═══ Passage for review

Pregnancy is a wonderful time for expectant mothers but it can often come with health challenges. Your body is changing in ways that are foreign to you and it’s difficult to know what is or isn’t normal. That’s why pregnant women trust their doctors to notice what symptoms are typical and which ones are concerning.
However, too often doctors fail their pregnant patients and miss or ignore signs of pregnancy complications that endanger an expectant mother’s health. One of the most common misdiagnosable pregnancy conditions is preeclampsia.
What is preeclampsia?
Preeclampsia is pregnancy-induced high blood pressure – also known as hypertension - that typically begins after 20 weeks. Sudden weight gain or swelling - particularly in the face and hands – is common with patients who have preeclampsia.
While this symptom can occur in a normal pregnancy, patients who have sudden weight gain or swelling in addition to other symptoms should be taken seriously. Some of the other symptoms of preeclampsia doctors should be looking for include:
- Severe headaches
- Vision changes
- Upper abdominal pain, typically under the ribs on the right side
- Nausea or vomiting
- Shortness of breath
- Excess protein in the urine or other signs of kidney issues
- Decreased urine output
- Decreased platelet levels in the blood
- Impaired liver function
Who is at risk for developing preeclampsia?
The risk for developing preeclampsia is highest during a first pregnancy, especially with a family history of the complication, and a previous preeclampsia diagnosis greatly increases the risk for developing it in further pregnancies.
Other risk factors include:
- Chronic hypertension
- A pregnancy with a new partner
- Being very young or older than 40
- Black women are at a higher risk
- Women carrying multiples
- Having babies fewer than two years or more than 10 years apart
- In vitro fertilization
- Certain pre-pregnancy conditions such as migraines, either type of diabetes, kidney disease, a history of developing blood clots or lupus
How serious is preeclampsia?
The most effective treatment for preeclampsia is delivering the baby. Even if it is early and the baby would need to stay in a neonatal intensive care unit (NICU), the risk of serious complications is too great to continue a pregnancy.
If left untreated, preeclampsia can cause serious or fatal problems for the mother and baby, such as stroke, heart disease or other organ failure. National Public Radio and ProPublica spent a year reporting on maternal mortality and morbidity, which is when women die or almost die due to pregnancy or birth. They found that maternal mortality and morbidity rates are rising in the U.S. at a dramatic rate, partially due to complications such as preeclampsia.
Patients who were not treated properly for preeclampsia and developed complications during or after birth have the right to seek damages to pay for any financial burden due to long-term health problems or emotional turmoil. You trust your doctor to care for you and your baby during this vulnerable time, and you should not be left with the bill if they fail.

══════
═══ Dataset extract

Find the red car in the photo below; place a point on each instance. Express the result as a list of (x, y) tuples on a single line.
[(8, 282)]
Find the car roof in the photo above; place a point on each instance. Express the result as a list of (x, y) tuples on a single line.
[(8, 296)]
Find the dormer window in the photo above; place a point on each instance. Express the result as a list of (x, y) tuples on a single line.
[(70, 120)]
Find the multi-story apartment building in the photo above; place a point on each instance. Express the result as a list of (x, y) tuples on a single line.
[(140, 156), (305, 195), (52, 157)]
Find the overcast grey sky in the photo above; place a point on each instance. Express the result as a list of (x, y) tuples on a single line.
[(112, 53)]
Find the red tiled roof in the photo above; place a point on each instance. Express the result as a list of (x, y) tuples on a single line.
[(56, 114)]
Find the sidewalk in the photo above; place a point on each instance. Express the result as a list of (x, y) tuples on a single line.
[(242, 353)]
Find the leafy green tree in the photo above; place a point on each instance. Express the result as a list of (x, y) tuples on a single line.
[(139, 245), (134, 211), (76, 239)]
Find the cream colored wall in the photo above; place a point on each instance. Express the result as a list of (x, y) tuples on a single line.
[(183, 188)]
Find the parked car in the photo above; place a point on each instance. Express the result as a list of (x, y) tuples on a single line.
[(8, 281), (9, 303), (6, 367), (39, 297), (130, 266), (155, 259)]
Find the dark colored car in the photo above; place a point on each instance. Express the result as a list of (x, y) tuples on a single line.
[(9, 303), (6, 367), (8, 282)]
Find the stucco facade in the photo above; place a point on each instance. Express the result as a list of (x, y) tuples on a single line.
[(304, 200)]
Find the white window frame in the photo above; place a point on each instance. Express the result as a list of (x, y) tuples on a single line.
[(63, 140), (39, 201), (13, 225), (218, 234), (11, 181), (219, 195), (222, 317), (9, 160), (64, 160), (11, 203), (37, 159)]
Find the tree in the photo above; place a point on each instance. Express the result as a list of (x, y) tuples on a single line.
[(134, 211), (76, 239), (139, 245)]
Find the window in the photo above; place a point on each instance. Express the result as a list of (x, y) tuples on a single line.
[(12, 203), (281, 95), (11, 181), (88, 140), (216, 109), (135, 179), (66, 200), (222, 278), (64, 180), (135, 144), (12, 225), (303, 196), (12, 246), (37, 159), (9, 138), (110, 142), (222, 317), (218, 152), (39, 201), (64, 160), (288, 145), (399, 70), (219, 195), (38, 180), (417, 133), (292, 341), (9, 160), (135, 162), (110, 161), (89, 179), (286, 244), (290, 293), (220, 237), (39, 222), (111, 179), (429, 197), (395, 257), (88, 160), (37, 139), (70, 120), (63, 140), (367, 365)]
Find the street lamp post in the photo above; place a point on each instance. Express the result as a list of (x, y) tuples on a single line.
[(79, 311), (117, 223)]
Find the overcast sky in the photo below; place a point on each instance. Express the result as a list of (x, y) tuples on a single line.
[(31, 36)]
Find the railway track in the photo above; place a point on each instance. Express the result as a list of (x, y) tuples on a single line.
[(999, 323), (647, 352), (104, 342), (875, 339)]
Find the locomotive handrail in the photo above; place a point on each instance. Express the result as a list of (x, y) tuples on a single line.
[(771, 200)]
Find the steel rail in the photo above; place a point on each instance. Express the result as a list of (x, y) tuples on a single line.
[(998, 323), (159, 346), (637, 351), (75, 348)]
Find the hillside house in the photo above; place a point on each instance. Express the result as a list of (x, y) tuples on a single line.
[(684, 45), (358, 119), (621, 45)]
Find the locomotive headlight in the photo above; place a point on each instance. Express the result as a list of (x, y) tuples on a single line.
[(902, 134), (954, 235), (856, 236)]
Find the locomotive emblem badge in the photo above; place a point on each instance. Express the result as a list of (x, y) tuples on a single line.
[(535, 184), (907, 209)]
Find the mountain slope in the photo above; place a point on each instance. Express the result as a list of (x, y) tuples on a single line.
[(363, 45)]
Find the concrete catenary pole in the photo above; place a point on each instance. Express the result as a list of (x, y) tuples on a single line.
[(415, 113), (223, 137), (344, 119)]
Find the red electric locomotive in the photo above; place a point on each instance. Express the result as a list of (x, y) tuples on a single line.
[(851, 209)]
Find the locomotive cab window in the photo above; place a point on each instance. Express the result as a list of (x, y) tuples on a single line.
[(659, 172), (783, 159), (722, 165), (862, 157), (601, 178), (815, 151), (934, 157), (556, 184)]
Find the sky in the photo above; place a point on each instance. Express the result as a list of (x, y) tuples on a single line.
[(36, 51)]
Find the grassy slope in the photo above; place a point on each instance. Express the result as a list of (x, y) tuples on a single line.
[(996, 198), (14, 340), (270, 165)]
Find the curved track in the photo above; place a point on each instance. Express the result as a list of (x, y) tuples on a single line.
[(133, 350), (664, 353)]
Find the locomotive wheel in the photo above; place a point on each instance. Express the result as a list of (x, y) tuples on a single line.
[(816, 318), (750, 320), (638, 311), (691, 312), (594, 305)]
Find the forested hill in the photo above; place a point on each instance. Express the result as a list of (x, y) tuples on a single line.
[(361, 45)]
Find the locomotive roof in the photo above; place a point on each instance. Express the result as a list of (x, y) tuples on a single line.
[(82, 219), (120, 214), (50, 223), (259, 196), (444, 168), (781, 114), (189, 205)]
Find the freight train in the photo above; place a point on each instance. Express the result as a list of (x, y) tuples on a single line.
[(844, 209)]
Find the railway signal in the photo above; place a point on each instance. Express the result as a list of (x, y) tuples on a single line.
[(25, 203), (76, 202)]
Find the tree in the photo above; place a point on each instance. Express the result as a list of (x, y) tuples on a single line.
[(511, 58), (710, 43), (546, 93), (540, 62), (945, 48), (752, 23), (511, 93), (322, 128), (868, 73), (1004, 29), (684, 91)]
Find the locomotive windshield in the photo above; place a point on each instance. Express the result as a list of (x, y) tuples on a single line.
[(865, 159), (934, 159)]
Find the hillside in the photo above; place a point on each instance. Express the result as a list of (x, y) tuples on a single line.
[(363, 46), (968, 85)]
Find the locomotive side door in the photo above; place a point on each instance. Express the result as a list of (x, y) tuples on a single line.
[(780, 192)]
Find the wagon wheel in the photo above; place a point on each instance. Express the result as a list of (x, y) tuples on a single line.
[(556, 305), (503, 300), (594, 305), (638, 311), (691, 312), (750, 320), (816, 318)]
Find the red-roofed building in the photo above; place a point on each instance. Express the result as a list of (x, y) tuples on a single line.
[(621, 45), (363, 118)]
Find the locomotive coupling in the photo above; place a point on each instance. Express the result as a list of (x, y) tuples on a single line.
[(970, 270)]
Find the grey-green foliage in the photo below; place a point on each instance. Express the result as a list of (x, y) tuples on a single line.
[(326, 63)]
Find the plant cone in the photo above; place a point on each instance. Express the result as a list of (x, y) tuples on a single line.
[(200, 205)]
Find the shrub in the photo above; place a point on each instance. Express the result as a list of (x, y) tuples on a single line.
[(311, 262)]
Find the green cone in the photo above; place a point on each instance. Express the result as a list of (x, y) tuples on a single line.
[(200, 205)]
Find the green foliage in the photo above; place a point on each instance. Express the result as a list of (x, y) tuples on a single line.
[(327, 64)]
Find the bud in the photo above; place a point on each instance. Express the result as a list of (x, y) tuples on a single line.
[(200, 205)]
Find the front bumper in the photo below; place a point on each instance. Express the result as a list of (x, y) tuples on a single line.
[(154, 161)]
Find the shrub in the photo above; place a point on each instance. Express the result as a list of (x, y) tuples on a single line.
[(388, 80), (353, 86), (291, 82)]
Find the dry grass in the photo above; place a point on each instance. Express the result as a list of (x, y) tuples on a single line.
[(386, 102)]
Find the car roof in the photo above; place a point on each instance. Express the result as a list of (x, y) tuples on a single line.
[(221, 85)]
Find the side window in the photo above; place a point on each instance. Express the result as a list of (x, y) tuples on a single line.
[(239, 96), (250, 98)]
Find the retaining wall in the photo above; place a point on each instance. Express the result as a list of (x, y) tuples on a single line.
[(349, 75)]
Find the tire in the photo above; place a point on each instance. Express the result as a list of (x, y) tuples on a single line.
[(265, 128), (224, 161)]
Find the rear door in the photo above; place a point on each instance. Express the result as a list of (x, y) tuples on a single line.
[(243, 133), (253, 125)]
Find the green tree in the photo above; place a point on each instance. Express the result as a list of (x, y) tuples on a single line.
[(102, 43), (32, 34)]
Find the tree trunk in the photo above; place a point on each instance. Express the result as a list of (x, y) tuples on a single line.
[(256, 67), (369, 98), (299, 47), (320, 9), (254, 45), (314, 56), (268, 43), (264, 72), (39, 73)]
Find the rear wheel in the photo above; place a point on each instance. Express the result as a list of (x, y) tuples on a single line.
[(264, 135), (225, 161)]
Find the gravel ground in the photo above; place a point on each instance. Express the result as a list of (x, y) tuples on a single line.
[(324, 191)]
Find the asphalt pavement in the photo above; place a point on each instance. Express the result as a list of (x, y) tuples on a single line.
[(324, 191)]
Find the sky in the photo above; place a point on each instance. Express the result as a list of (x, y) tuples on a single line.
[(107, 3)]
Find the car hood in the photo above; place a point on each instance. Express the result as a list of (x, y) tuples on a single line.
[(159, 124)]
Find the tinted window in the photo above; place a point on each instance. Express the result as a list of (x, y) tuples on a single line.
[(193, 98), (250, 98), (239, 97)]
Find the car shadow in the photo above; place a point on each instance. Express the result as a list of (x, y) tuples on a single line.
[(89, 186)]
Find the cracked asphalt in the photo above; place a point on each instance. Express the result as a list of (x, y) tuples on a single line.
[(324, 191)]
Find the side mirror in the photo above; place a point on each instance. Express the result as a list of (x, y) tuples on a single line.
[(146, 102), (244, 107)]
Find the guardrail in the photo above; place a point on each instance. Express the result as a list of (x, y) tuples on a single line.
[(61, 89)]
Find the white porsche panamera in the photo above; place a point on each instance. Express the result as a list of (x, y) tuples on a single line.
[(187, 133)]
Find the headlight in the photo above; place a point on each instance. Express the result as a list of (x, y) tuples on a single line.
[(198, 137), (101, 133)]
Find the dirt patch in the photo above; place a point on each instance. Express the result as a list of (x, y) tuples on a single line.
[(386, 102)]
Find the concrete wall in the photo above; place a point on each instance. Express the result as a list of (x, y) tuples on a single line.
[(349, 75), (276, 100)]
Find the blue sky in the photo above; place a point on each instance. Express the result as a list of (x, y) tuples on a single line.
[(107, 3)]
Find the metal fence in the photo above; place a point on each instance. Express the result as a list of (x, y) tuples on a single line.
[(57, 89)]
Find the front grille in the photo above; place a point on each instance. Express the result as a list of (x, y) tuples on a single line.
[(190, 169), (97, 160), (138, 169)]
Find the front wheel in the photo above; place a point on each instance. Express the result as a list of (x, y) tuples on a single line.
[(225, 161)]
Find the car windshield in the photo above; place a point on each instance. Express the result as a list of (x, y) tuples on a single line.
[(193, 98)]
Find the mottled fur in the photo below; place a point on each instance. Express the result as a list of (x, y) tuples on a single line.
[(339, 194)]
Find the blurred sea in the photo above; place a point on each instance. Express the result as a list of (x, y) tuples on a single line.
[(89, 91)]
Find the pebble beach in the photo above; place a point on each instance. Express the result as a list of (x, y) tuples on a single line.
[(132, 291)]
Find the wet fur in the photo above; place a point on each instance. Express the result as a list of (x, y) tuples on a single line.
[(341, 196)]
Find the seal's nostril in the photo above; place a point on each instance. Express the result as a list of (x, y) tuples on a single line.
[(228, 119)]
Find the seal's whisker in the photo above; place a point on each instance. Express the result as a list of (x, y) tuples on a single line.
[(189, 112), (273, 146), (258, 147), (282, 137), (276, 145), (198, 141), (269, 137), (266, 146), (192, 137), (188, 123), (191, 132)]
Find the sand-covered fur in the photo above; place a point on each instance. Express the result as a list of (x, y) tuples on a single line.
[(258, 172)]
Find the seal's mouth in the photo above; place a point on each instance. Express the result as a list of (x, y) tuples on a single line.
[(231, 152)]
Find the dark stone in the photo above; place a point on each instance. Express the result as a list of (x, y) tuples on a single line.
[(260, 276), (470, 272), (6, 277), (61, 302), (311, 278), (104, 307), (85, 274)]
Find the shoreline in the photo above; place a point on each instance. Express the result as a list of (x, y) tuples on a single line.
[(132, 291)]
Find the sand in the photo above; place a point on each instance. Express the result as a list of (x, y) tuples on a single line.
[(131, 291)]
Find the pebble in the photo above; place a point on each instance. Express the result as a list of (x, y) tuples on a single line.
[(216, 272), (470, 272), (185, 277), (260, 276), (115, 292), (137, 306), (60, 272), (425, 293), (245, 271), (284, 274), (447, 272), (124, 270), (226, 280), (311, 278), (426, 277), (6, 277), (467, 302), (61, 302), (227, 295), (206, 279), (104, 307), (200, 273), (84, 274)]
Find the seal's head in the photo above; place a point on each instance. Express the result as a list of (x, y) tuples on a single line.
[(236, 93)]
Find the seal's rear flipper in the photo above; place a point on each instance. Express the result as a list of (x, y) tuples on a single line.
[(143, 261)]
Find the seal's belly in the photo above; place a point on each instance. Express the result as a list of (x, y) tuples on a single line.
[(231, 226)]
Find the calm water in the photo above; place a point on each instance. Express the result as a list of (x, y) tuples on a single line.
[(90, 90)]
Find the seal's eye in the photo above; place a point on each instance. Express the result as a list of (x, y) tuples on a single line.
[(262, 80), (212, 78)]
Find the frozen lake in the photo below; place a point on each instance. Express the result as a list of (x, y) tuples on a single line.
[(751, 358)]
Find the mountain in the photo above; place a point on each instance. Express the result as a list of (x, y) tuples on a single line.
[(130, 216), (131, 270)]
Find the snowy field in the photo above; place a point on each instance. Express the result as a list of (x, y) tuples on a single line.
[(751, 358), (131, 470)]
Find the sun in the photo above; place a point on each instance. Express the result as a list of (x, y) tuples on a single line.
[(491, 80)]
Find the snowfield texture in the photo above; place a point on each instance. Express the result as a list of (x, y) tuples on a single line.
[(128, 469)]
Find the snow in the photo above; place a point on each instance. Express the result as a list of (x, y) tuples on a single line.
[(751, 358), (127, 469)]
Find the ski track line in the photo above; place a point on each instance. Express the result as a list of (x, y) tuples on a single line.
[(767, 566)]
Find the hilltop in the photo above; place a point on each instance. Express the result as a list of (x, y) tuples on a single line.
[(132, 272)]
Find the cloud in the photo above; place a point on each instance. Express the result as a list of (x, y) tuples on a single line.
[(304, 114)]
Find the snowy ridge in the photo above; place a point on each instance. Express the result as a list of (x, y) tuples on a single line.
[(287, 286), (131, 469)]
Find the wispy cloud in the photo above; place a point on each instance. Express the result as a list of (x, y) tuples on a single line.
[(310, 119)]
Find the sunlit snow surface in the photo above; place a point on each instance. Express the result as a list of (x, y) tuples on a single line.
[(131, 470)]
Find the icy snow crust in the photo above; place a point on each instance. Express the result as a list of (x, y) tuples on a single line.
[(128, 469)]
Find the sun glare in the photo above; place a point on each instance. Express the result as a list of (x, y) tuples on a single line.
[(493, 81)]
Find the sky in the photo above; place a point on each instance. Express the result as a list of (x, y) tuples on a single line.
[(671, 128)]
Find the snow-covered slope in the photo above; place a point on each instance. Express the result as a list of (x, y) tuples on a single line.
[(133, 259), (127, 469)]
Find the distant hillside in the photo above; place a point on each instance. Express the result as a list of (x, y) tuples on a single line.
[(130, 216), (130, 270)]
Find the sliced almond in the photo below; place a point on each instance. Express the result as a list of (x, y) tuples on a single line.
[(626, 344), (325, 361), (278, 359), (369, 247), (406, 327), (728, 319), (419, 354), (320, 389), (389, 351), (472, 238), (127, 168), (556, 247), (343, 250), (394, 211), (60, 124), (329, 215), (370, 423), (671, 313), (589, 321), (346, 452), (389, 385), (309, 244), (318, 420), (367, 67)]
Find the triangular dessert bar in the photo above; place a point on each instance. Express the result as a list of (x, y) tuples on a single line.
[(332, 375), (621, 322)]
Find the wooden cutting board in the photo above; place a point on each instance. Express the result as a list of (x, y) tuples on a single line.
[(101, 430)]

══════

## About this exercise
Copy out the part of the preeclampsia article that begins at the words "However, too often" and stops after "who have preeclampsia.", switching "doctors" to "physicians".

## Response to this exercise
However, too often physicians fail their pregnant patients and miss or ignore signs of pregnancy complications that endanger an expectant mother’s health. One of the most common misdiagnosable pregnancy conditions is preeclampsia.
What is preeclampsia?
Preeclampsia is pregnancy-induced high blood pressure – also known as hypertension - that typically begins after 20 weeks. Sudden weight gain or swelling - particularly in the face and hands – is common with patients who have preeclampsia.